TEXT SEGMENT >>
* * *

Billabong Boardgamers - 7th November, 2000
Present:
Alan, Debbie, Andrew, Donna, Craig, Karen, Janet, Doug, Steve
Previous session report
Doug Adams writes:
A pleasure to catch up with Karen from Seattle again...
LORD OF THE RINGS
Andrew (Frodo), Janet (Pippin), Steve (Fatty Bolger), Doug (Sam),
Donna (Merry)
When a classy game designer collides with my favorite novel you end up
with a pretty interesting game, at least to me :) Five players
representing the "conspiracy" hobbits must pool resources (cards),
navigate their way across four game boards and dump the ring in the
magma of Mordor. Several Knizia features were recognised - the
thrifty card management of Taj Mahal, the dreaded Ra tile draw
(although here it is the dreaded "event"), and so on.
Players set out from Bag End, each with six precioussss cards. If
Frodo wants to dally until September 22nd, then four more cards are
dished out to the company, but the Black Riders romp into Hobbiton via
a roll of Sauron's dice. The dice does horrible things five times in
six - sending the hobbits along the Honeybears track of destruction 1,
2, or 3 spaces, or sending Sauron along the same path in the opposite
direction. If hobbits and Sauron meet, then we get very tiny black
riders terrorising the good folk of the west. If the Ringbearer meets
Sauron, it's game over, and the bad guy wins.
From Bag End, Rivendell is reached in a matter of seconds. A little
tooling up is completed courtesy of such goodies as Anduril, etc, a
quick Council of Elrond (swap a card with each other), then all the
hobbits must prove their faith by forming the Fellowship and
discarding a handshake card - if they can't/don't then it's the
dreaded dice of Boromir. Once this hobbit bonding has been completed,
it's just a short patter of furry feet into Moria, and that's where
the game, and our story, really begins.
The four boards, Moria, Helm's Deep, Shelob's Lair and Mordor, are
essentially a race. You have to get the party across them before the
events swamp you. The events are drawn from a pool of tiles - some
events can be prevented, some can be fought, etc. They are nicely
weighted so they get nastier as the board progresses. If you hang
around on a board, the events catch you.
So why hang around? Resources! If you do nothing on your turn you
may either draw two precious cards, or "uncorrupt" yourself by
retreating from Sauron. If you do play cards, but not on the main
Activity track (the exit path from the board), then you most likely
gain life tokens. These are needed to stave off corruption at the end
of each scenario, and are limited. What do you do? A delicious
problem...

* * *

SUPPLIED INFORMATION >>
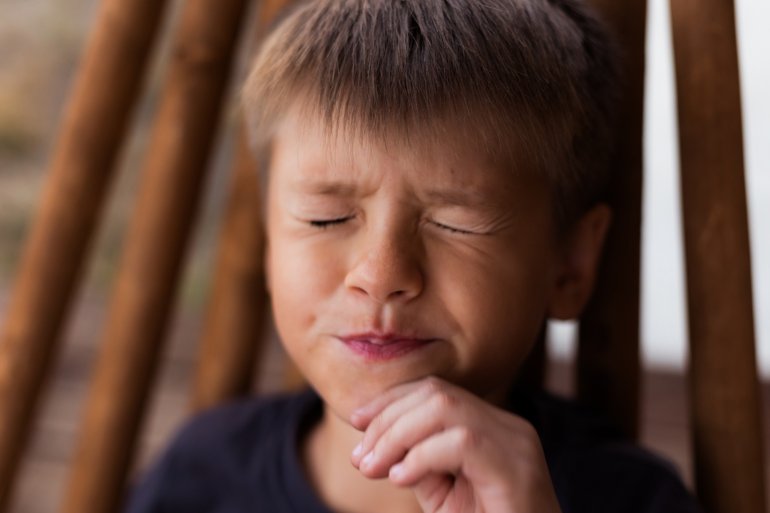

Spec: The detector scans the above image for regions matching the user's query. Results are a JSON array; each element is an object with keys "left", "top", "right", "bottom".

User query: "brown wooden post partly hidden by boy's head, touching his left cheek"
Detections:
[{"left": 192, "top": 0, "right": 291, "bottom": 410}]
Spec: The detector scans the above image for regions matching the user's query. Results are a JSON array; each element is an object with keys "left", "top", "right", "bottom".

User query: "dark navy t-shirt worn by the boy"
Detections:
[{"left": 126, "top": 390, "right": 700, "bottom": 513}]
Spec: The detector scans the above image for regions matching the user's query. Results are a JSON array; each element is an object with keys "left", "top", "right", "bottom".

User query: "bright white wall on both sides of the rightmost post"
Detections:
[{"left": 641, "top": 0, "right": 770, "bottom": 377}]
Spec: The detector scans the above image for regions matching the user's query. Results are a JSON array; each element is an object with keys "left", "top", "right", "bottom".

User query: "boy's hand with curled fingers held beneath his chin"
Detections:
[{"left": 351, "top": 378, "right": 560, "bottom": 513}]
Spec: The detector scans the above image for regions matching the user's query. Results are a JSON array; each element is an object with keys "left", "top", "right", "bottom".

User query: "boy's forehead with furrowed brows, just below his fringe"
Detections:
[{"left": 269, "top": 103, "right": 545, "bottom": 200}]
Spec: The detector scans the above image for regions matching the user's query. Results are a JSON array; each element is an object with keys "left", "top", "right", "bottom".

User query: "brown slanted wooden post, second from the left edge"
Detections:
[{"left": 62, "top": 0, "right": 252, "bottom": 513}]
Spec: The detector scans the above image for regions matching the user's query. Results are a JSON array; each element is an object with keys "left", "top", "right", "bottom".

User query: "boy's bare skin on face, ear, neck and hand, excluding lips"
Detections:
[{"left": 266, "top": 106, "right": 609, "bottom": 513}]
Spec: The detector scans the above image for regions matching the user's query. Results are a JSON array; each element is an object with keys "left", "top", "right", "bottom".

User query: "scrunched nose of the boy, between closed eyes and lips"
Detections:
[{"left": 345, "top": 225, "right": 424, "bottom": 303}]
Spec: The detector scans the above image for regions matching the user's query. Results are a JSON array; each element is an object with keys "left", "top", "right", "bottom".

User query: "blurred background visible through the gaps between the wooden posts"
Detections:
[{"left": 0, "top": 0, "right": 770, "bottom": 513}]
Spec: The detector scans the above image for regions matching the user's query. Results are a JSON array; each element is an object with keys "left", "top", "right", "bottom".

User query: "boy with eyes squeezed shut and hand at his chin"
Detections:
[{"left": 129, "top": 0, "right": 697, "bottom": 513}]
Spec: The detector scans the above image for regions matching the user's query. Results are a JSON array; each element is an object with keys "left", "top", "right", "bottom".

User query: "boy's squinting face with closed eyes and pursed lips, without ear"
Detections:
[{"left": 267, "top": 111, "right": 557, "bottom": 419}]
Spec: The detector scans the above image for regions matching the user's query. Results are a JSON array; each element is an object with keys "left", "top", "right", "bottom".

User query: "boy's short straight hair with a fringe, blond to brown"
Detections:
[{"left": 243, "top": 0, "right": 617, "bottom": 225}]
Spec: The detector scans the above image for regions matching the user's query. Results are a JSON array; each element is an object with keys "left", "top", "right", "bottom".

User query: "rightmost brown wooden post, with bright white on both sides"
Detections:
[{"left": 671, "top": 0, "right": 766, "bottom": 513}]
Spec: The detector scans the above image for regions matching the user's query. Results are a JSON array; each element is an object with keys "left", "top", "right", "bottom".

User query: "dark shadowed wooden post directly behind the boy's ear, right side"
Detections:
[{"left": 577, "top": 0, "right": 647, "bottom": 437}]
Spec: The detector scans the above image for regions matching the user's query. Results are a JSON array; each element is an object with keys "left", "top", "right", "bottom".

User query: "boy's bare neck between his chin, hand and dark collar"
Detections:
[{"left": 301, "top": 406, "right": 422, "bottom": 513}]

* * *

COMPLETE THE FOLLOWING >>
[1] Set down the part of the game report that begins at "Billabong Boardgamers - 7th" and stops after "Donna (Merry)".
[2] Name the game boards that the game report says the party must cross in the race.
The lines have no connection to the game report.

COMPLETED EXERCISE >>
[1]
Billabong Boardgamers - 7th November, 2000
Present:
Alan, Debbie, Andrew, Donna, Craig, Karen, Janet, Doug, Steve
Previous session report
Doug Adams writes:
A pleasure to catch up with Karen from Seattle again...
LORD OF THE RINGS
Andrew (Frodo), Janet (Pippin), Steve (Fatty Bolger), Doug (Sam),
Donna (Merry)

[2] Moria, Helm's Deep, Shelob's Lair, Mordor